* [EXERCISE INPUT]:
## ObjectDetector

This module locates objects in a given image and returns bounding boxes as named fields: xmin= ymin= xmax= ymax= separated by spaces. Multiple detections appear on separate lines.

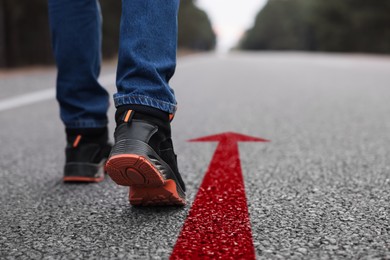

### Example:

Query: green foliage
xmin=0 ymin=0 xmax=215 ymax=67
xmin=240 ymin=0 xmax=390 ymax=53
xmin=178 ymin=0 xmax=216 ymax=50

* [WHAT TO DO]: Please write out the material above again, substituting "Label" for "Query" and leaving everything else unchanged. Leave the pictures out.

* [EXERCISE RESPONSE]:
## ObjectDetector

This module locates objects in a given image and returns bounding boxes as named fields: xmin= ymin= xmax= ymax= separated by spaces. Multiple detections appear on separate lines.


### Example:

Label: green foliage
xmin=0 ymin=0 xmax=215 ymax=67
xmin=240 ymin=0 xmax=390 ymax=53
xmin=178 ymin=0 xmax=216 ymax=50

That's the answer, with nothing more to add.